=== Task requirements ===
Transcribe all of the material below, reproducing every line without any change.

=== Records provided ===
• • • •

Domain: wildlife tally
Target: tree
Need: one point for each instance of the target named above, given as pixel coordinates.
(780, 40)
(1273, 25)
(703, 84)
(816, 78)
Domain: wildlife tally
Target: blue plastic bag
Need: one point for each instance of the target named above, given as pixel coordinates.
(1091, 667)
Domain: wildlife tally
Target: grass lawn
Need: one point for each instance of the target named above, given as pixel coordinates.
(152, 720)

• • • •

=== Task result ===
Domain: wildlife tally
Target: tree
Need: one point for each instance of the target named above, given as pixel coordinates.
(780, 40)
(1273, 25)
(703, 84)
(816, 78)
Domain: wildlife tally
Target: blue plastic bag
Need: one point for each instance of the target named above, given as pixel coordinates.
(1091, 667)
Domain: wildlife tally
Target: grass lawn
Need: one point for each instance of the target named above, given as pixel coordinates.
(152, 720)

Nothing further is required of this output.